**WORK ORDER:** With the pictures removed, please write out every line below exactly as given.

**EXERCISE MATERIAL:**
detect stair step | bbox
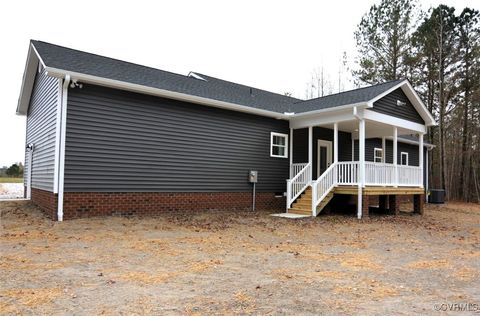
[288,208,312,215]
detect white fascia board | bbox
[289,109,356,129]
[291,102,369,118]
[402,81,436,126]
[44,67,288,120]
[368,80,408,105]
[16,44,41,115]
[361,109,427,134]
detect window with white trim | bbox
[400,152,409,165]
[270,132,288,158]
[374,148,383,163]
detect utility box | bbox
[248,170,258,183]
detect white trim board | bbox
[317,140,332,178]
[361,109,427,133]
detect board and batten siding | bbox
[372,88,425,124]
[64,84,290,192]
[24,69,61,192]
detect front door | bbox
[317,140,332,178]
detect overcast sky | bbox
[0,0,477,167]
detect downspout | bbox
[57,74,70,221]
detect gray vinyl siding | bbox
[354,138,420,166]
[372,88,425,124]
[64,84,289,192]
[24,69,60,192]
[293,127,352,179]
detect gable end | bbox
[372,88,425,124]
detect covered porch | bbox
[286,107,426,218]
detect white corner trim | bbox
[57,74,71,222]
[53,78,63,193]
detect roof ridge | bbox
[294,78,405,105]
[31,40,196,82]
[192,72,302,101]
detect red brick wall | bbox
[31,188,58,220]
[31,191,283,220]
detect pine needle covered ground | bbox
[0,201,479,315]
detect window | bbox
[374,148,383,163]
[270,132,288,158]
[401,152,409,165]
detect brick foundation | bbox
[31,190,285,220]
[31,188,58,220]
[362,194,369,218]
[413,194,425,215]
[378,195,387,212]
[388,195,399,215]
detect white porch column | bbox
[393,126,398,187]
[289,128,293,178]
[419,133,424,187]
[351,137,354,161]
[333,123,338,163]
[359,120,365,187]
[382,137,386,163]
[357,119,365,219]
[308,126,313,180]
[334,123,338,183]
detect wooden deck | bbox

**EXERCISE OUTPUT:**
detect stair step | bbox
[288,208,312,215]
detect white fascia board | bbox
[289,109,356,129]
[291,102,369,118]
[402,81,436,126]
[44,67,288,120]
[368,80,408,105]
[16,44,41,115]
[361,109,427,134]
detect window with white trim | bbox
[400,152,409,165]
[270,132,288,158]
[374,148,383,163]
detect utility box | bbox
[248,170,258,183]
detect white trim board | bbox
[317,140,332,178]
[361,109,427,133]
detect board and batten siding | bbox
[372,88,425,124]
[64,84,290,192]
[24,69,61,192]
detect front door | bbox
[317,140,332,178]
detect overcast sky | bbox
[0,0,477,167]
detect downspout | bbox
[57,74,70,221]
detect gray vinyl siding | bbox
[354,138,420,166]
[372,88,425,124]
[64,84,289,192]
[24,69,60,192]
[293,127,352,179]
detect gable end | bbox
[372,88,425,124]
detect covered porch | bbox
[286,107,426,218]
detect white corner trim | bbox
[57,74,71,222]
[53,78,63,193]
detect roof ridge | bbox
[294,78,405,105]
[31,40,196,82]
[192,72,302,101]
detect red brick wall | bbox
[31,188,58,220]
[31,191,283,220]
detect pine needle covered ground | bbox
[0,201,479,315]
detect window | bbox
[374,148,383,163]
[270,132,288,158]
[401,152,409,165]
detect brick foundation | bbox
[31,190,285,220]
[31,188,58,220]
[362,194,369,218]
[413,194,425,215]
[378,195,387,212]
[388,195,399,215]
detect white porch column | bbox
[393,126,398,187]
[289,128,293,178]
[419,133,424,187]
[351,137,354,161]
[333,123,338,163]
[359,120,365,187]
[382,137,386,163]
[357,119,365,219]
[308,126,313,180]
[334,123,338,183]
detect wooden deck | bbox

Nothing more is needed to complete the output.